[Data provided]:
/---
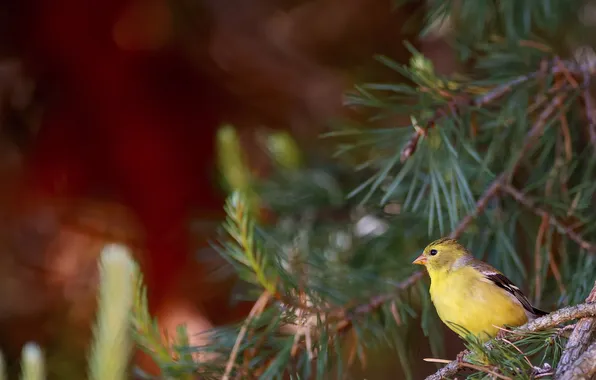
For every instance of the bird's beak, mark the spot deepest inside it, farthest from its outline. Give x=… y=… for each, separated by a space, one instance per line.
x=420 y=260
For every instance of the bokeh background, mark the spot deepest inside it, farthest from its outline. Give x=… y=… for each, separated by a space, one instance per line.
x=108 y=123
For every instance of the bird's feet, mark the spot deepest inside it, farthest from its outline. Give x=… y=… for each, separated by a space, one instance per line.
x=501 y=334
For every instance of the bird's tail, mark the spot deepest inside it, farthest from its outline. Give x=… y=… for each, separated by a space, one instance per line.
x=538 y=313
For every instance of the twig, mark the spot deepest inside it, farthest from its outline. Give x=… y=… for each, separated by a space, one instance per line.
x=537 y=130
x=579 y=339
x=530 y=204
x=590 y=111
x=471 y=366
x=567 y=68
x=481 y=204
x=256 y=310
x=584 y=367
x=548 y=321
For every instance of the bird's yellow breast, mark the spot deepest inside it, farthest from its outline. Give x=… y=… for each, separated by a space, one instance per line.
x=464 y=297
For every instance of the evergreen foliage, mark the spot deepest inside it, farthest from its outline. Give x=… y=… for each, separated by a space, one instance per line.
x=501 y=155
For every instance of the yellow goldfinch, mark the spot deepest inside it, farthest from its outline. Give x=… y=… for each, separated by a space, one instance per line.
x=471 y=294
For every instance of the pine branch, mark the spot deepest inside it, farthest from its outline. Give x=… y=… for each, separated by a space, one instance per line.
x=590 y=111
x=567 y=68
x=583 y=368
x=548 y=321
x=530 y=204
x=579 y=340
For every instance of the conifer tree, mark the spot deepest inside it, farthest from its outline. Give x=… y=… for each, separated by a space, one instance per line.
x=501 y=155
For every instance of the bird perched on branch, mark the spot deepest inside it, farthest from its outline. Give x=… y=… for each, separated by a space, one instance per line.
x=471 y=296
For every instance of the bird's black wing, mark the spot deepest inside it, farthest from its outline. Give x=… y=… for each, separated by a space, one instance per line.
\---
[To do]: Omit the pictures and reproduce the records above exactly.

[Output of the exercise]:
For every instance of the bird's beak, mark the spot deepest inside it, farthest from its outline. Give x=… y=… for each, separated by a space, one instance per line.
x=420 y=260
For every instance of the bokeh background, mark the spot deepest inside it, farthest from its outline. Give x=… y=… for each, separated by a space, one instance per line.
x=108 y=123
For every instance of the bird's feet, mark the spot deepest inside it, farthest from its outline. Give x=… y=… for each, separated by a space, one instance per line.
x=501 y=334
For every instance of the bird's tail, mark the spot deepest inside it, farthest from its outline. Give x=… y=… for each, separated by a space, one instance per line.
x=538 y=313
For every instance of the twig, mark the spot deepest inside it, farthest from its outline. Give x=… y=… for each, separated by a space, one instance per line.
x=537 y=130
x=579 y=339
x=530 y=204
x=590 y=111
x=471 y=366
x=567 y=68
x=481 y=204
x=256 y=310
x=584 y=367
x=548 y=321
For every instance of the bird's yellow breast, mark the spot deepest inside it, farthest from its outline. Give x=… y=… for each, separated by a space, one instance per line.
x=464 y=297
For every instance of the evergreen foliage, mark the spot deepest inside it, farthest from its outline. Give x=… y=… for each, separated by a space, one instance per line.
x=501 y=155
For every instance of the yellow goldfinch, mark the spot deepest inside it, farthest from its outline. Give x=… y=… for each, separated by a space, one instance per line.
x=471 y=294
For every instance of the pine branch, mark the spot deepest inside it, farthest from its outline. Give x=… y=… for each, separated by a space, one instance per line.
x=590 y=111
x=567 y=68
x=583 y=368
x=548 y=321
x=530 y=204
x=579 y=340
For every instance of the conifer tree, mark the spot deepest inside it, farthest from its outline. Give x=… y=… for each, separated by a space, one instance per line.
x=501 y=155
For every instance of the bird perched on branch, mark the spot deepest inside it, farthest from its outline. Give x=… y=… for each, separated by a space, one instance per line.
x=471 y=296
For every instance of the bird's black wing, mark the spot deepest inside it, farthest from its outline. Give x=… y=… for each, separated by a space, one instance per line.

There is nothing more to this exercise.